Provided records
Start of Block

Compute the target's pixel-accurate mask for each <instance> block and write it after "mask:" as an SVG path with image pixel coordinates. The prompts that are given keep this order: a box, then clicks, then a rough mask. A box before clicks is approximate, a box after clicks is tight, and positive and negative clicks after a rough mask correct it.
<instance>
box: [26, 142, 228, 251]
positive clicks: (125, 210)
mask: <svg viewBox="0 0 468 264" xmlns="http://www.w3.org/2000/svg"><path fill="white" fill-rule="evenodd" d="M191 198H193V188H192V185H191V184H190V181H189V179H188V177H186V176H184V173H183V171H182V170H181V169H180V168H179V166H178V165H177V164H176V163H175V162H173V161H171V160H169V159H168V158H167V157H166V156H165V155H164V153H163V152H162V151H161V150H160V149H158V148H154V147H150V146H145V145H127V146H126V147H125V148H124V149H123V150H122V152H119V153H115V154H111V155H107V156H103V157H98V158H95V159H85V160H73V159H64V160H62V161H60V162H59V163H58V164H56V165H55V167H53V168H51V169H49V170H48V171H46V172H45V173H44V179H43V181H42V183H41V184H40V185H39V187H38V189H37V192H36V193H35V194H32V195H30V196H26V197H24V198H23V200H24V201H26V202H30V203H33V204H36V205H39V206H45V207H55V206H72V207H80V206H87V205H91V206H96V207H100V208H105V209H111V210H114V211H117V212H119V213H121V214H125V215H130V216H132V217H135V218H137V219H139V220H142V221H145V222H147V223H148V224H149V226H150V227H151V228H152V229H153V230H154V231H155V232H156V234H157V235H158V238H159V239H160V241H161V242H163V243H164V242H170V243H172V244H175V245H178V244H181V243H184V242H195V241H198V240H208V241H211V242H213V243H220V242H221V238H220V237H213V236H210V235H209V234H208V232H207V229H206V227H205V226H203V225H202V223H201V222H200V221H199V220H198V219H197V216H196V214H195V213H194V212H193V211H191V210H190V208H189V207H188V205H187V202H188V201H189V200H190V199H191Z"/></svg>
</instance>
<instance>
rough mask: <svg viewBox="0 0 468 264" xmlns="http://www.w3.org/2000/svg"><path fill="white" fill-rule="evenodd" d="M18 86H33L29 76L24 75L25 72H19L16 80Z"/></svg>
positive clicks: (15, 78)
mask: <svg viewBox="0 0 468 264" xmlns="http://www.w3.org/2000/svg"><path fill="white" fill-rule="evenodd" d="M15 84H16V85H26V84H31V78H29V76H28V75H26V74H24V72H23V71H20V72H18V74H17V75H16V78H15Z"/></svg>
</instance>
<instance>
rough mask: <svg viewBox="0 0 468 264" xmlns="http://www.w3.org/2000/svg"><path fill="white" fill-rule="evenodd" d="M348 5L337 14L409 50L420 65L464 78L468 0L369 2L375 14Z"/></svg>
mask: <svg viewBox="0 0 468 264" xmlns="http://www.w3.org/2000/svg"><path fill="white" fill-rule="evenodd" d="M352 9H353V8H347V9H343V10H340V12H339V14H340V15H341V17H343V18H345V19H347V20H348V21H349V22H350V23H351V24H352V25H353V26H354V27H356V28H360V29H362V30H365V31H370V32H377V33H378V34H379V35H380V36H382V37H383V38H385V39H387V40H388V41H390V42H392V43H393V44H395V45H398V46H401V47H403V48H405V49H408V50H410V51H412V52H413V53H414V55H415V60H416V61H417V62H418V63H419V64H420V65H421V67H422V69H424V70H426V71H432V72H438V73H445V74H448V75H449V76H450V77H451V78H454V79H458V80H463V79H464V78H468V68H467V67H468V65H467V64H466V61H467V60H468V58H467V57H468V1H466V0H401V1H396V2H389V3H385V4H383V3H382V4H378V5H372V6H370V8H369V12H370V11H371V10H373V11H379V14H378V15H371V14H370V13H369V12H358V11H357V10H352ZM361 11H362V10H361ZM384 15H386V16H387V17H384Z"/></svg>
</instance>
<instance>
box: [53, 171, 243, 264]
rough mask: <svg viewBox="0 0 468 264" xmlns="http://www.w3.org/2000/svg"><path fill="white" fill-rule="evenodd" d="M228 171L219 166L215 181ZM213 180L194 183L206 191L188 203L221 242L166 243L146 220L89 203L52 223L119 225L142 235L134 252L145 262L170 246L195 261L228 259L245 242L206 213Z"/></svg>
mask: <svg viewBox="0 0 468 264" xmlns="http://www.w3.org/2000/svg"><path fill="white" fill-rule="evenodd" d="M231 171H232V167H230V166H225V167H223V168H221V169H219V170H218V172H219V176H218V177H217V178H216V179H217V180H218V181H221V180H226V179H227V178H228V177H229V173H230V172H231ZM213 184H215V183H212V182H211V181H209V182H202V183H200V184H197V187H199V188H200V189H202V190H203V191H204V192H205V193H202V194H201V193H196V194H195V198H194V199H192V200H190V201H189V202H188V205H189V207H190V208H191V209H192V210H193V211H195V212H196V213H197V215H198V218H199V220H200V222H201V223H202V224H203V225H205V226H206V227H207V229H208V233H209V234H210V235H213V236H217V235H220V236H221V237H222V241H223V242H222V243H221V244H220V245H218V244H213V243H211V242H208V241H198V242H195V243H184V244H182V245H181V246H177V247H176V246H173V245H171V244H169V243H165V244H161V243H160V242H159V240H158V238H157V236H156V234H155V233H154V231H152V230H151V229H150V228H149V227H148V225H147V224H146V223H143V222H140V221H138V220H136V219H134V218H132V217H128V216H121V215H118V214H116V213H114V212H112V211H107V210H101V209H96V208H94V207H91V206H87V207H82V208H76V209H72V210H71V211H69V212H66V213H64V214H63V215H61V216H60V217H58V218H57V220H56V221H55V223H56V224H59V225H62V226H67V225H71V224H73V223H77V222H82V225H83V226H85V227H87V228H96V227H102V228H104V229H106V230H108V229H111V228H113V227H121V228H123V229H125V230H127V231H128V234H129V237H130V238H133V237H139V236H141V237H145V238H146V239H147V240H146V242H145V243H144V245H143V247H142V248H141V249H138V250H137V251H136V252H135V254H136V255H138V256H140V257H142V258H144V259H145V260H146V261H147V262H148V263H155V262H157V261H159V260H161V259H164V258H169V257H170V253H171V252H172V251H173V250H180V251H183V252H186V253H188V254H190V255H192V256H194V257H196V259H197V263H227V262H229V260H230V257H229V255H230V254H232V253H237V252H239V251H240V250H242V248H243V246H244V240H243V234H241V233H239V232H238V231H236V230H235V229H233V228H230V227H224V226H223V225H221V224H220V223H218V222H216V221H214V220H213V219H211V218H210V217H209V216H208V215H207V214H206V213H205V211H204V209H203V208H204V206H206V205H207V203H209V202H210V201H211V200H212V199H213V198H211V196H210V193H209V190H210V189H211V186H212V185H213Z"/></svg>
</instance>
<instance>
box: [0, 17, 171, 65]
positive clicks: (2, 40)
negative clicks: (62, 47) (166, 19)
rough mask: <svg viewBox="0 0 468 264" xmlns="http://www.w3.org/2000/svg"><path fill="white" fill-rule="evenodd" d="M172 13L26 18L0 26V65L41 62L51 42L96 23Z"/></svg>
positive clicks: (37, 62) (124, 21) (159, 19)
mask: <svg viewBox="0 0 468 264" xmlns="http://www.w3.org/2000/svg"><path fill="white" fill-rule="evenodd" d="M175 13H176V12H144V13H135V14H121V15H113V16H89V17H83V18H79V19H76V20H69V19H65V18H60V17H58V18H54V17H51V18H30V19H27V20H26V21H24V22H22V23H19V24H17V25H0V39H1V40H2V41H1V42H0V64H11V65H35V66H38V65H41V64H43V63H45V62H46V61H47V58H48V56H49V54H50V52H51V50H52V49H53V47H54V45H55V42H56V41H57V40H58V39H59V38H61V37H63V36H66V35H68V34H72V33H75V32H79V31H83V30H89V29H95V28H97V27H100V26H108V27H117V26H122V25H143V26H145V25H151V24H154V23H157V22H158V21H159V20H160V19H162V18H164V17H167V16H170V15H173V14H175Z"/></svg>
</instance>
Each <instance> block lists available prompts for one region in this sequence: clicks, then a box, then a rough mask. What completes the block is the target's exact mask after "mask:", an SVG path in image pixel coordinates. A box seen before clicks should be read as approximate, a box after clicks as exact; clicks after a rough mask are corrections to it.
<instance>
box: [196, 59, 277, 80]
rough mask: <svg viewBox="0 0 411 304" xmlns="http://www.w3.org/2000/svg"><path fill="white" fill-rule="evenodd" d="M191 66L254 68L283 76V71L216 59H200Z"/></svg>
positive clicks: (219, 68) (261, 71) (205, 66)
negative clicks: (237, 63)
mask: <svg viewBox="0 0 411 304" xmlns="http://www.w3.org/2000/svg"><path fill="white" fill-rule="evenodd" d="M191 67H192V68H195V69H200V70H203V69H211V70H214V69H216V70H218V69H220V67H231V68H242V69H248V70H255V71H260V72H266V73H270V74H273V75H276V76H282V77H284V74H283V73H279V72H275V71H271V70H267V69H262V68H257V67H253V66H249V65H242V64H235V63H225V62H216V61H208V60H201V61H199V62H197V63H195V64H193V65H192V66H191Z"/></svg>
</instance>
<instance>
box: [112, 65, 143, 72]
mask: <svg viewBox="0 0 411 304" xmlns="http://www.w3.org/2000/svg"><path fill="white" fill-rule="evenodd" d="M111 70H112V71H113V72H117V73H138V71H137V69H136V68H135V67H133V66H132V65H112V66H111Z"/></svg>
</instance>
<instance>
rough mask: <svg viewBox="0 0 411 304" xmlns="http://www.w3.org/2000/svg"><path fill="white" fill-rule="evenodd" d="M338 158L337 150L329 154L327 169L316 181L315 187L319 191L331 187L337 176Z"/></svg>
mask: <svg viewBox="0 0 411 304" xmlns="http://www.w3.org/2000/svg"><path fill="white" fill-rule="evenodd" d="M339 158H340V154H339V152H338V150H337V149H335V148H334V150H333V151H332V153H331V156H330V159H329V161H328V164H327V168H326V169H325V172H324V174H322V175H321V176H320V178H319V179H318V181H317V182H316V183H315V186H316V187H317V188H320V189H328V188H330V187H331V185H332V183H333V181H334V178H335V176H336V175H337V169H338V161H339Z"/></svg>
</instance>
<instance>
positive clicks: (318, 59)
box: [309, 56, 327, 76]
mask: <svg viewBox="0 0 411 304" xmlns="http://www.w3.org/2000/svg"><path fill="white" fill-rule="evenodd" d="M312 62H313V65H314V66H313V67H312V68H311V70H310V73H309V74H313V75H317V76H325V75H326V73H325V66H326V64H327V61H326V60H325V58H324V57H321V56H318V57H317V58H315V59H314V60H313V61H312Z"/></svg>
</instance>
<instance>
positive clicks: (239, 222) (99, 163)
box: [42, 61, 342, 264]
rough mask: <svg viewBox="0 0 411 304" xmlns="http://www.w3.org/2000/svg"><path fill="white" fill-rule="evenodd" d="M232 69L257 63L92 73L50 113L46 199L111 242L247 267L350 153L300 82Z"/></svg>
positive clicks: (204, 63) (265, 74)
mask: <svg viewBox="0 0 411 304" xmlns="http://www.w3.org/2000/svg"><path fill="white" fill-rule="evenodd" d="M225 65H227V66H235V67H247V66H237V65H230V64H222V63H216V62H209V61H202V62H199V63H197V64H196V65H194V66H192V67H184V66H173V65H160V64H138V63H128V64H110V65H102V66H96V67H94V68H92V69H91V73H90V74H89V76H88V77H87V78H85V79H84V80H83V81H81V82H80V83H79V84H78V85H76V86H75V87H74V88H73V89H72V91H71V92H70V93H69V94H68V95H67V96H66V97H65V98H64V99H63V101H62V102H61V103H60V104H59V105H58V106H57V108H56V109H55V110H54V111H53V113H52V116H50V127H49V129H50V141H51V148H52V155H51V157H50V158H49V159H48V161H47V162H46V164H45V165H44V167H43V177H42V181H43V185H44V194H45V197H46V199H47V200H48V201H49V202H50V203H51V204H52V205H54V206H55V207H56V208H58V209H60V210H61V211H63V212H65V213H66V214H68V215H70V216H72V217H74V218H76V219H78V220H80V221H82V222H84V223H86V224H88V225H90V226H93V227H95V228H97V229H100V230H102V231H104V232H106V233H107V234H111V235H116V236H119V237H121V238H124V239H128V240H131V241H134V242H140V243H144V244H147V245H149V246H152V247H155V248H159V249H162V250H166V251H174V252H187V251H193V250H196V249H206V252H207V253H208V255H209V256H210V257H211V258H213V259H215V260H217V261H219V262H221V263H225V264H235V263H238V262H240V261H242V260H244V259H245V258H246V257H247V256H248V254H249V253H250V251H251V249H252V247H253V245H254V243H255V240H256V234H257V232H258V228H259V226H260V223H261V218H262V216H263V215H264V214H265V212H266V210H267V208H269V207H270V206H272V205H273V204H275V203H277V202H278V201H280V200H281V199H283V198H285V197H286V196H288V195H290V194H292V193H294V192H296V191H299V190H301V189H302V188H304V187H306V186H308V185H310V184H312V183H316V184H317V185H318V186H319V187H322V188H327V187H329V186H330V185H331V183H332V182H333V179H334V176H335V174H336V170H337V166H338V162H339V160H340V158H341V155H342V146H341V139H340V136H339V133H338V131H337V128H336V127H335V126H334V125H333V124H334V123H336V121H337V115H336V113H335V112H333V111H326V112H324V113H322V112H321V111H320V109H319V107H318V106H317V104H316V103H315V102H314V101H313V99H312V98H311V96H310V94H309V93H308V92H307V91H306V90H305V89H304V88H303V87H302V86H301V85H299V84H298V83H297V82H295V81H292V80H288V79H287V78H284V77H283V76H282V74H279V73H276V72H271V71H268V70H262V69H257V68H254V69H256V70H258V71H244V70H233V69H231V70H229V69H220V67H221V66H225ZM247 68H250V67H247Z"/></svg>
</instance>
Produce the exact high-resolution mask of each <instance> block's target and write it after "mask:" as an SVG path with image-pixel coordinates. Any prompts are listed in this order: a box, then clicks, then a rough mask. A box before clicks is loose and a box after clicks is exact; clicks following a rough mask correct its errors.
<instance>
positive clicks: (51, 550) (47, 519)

End of Block

Try it
Report the lines above that contain "then".

Output for this task
Compute the target's pixel-accurate mask for each <instance> block and write it after "mask:" as an SVG path with image pixel coordinates. The prompts that are given keep this order: a box, then clicks, then a rough mask. A box before clicks is approximate, a box after clicks is tight, and positive and negative clicks after a rough mask correct it.
Each <instance> block lists available prompts for one region in this sequence: clicks, then a box, then a rough mask. What completes the block is the target's exact mask after "mask:", an SVG path in image pixel coordinates. A box seen before clicks should be read as approximate, a box after clicks as exact; clicks after a rough mask are corrections to it.
Produce the exact high-resolution mask of each <instance> block's target and write it after "mask:" as an SVG path with image-pixel coordinates. Any prompts are listed in this order: a box, then clicks, then a rough mask. A box before clicks is loose and a box after clicks is exact; clicks following a rough mask correct its errors.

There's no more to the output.